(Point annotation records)
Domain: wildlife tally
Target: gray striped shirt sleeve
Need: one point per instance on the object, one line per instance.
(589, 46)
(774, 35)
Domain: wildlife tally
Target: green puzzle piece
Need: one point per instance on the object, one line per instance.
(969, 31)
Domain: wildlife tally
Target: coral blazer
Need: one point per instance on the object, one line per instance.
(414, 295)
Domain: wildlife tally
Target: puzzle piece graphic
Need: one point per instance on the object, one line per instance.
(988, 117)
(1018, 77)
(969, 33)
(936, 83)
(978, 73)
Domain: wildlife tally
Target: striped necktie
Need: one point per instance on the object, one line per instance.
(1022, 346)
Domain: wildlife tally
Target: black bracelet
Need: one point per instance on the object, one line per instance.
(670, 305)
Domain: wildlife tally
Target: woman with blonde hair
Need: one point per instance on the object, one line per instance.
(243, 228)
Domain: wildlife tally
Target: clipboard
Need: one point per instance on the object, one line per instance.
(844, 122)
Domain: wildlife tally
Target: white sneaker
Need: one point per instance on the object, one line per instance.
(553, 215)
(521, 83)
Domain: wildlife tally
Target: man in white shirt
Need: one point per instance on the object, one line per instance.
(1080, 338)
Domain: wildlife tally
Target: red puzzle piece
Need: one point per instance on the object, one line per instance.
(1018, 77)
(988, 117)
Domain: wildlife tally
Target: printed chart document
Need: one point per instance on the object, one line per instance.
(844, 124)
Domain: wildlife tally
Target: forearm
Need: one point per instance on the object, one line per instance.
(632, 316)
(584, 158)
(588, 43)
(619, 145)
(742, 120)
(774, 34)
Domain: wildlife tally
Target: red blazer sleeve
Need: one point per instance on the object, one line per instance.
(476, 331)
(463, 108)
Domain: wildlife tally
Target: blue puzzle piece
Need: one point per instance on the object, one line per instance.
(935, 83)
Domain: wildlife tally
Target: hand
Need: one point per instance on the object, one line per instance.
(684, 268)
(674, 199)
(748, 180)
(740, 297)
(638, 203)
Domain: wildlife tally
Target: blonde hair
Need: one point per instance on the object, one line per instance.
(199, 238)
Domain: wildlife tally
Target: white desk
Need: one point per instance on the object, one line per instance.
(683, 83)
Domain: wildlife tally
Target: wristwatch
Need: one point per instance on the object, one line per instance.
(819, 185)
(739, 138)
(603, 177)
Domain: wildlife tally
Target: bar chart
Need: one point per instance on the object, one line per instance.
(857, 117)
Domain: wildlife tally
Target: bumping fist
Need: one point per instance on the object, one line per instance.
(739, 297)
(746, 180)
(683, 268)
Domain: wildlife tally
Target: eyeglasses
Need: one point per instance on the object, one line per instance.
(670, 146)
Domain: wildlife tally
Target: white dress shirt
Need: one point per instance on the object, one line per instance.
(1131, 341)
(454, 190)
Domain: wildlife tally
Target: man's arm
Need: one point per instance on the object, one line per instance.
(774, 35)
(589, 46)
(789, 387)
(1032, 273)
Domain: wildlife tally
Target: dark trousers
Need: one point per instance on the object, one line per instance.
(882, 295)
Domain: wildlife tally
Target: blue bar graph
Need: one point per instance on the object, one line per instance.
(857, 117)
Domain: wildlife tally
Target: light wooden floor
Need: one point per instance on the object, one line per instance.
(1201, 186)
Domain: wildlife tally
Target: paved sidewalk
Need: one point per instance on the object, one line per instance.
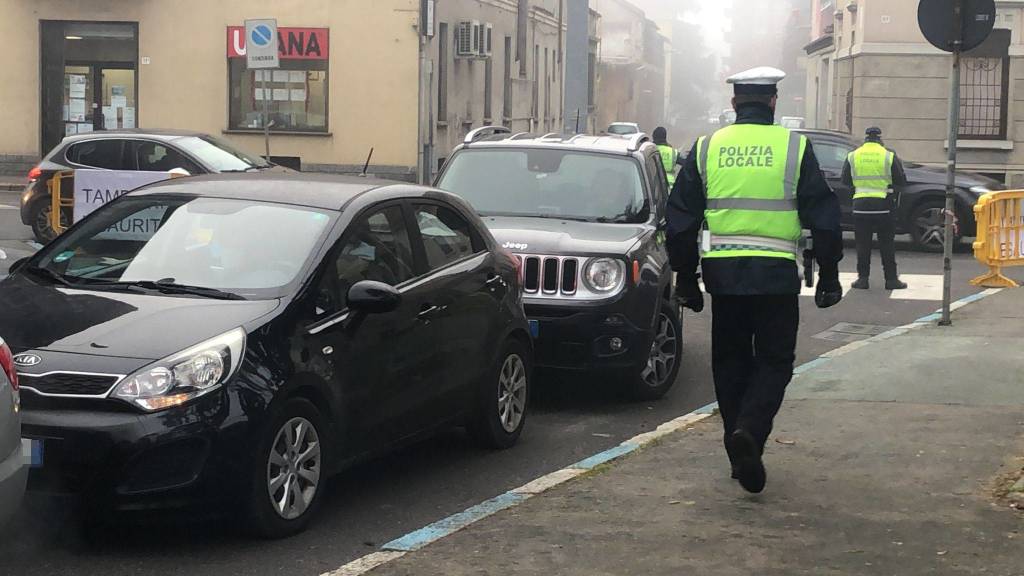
(886, 460)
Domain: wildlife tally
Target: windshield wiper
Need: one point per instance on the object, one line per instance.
(50, 275)
(171, 288)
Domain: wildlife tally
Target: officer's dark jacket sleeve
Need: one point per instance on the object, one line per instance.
(819, 212)
(899, 175)
(685, 214)
(847, 173)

*THE TASK*: Skip every picture and transcribe the data above exactly.

*TASK OUTPUT*:
Domain: wildlife tally
Target: gray striped shirt sleeve
Need: one point per instance on the object, one line per instance.
(589, 46)
(774, 35)
Domain: wildlife tally
Target: green puzzle piece
Need: one point per instance on the object, one line per instance.
(969, 31)
Domain: wildlife tally
Target: coral blazer
Need: one point per instance on the object, one line per instance.
(414, 295)
Domain: wildlife tally
Target: puzzle piece graphic
Need: one point per instance on the object, one line per instance.
(988, 117)
(1018, 77)
(969, 33)
(936, 83)
(978, 73)
Domain: wildlife tally
Target: striped necktie
Need: one point per instance on the object, one line per instance.
(1022, 346)
Domain: wildlife tally
Target: black bracelet
Need: one point per instance on the object, one line per instance.
(670, 305)
Domain: wildlife tally
Target: woman with blonde hair
Need: one point per instance on the object, one line per instance.
(243, 228)
Domain: wildlife tally
Target: clipboard
Need: one point per instance on the object, one line per instance.
(844, 122)
Domain: wildlife tally
Target: white sneaker
Need: one point per instance on the object, one line per instance.
(553, 215)
(521, 83)
Domain: wildlife tally
Target: man in white shirt
Need: one point per instance on the object, one line per instance.
(1080, 338)
Domain: wildlife tally
Target: red puzzle piece
Need: one point per instance on the object, one line per instance.
(1018, 77)
(988, 117)
Domain: wildlife tally
Target: printed chart document
Need: one point per instance on the object, one line per instance.
(844, 124)
Domain: wildlife tally
Target: forearm
Need: one point per instance on the object, one line per instance.
(632, 316)
(584, 158)
(588, 43)
(619, 145)
(742, 120)
(774, 34)
Domain: wildlife tally
Target: red blazer sleeve
Need: one point per instance on the object, one line per instance.
(476, 331)
(463, 108)
Domain: wildlife tally
Target: blue puzzle piece
Need: one point per instance on the object, one line per instance.
(935, 83)
Domain: wildlife tally
Target: hand
Need: one point per instance on the object, one line per instance.
(684, 268)
(674, 199)
(748, 180)
(740, 297)
(638, 203)
Domain: wildlife tally
Target: blonde hair
Need: one point per instance on the object, one line per instance.
(199, 238)
Domain: wildlife tally
Target: white desk
Need: one point per instance on the object, one line per instance.
(683, 83)
Domain: wildlife tally
Target: wristwatch
Need: one point per instance on the object, one line per instance.
(819, 185)
(739, 138)
(603, 177)
Domain: wildlife tally
Target: bar chart
Need: one point per instance on the object, one line per instance.
(857, 117)
Domain: wildlife tally
Target: bumping fist
Need: one point per instance on the object, one line per instance.
(739, 297)
(746, 180)
(683, 268)
Domain: wildlife tally
Target: eyeglasses
Need: one point per instance on the object, one line per instance.
(670, 146)
Domain: wildlife tally
Target: white dress shirt
Need: one point per instance on the object, one line per instance.
(1131, 341)
(454, 190)
Domain: wildlife tally
Target: man's arm
Need: one point per instance on the object, one line per instance.
(774, 35)
(589, 46)
(789, 387)
(1032, 273)
Domain: wildlife tally
Target: dark trousers
Need: one point per instance on the object, one line per instance.
(882, 295)
Domain: wildlife tally
Target: blue bar graph
Need: one point per instance on the object, one line per instance.
(857, 117)
Domain: wildlife tally
Target: light wooden floor
Need: one point per instance on the object, one line per instance.
(1201, 186)
Domain: wildlife tally
Target: paved sidewalk
Need: one point per instance on the object, one line per instance.
(886, 460)
Domain: wildlife tally
Target: windshield wiper
Need: one point per instance on the object, one line per instance.
(50, 275)
(171, 288)
Domain: wildlife tally
Target: officer's dark jacket sleeve
Need: one point per instance on the object, one line per instance.
(819, 212)
(899, 175)
(685, 214)
(847, 173)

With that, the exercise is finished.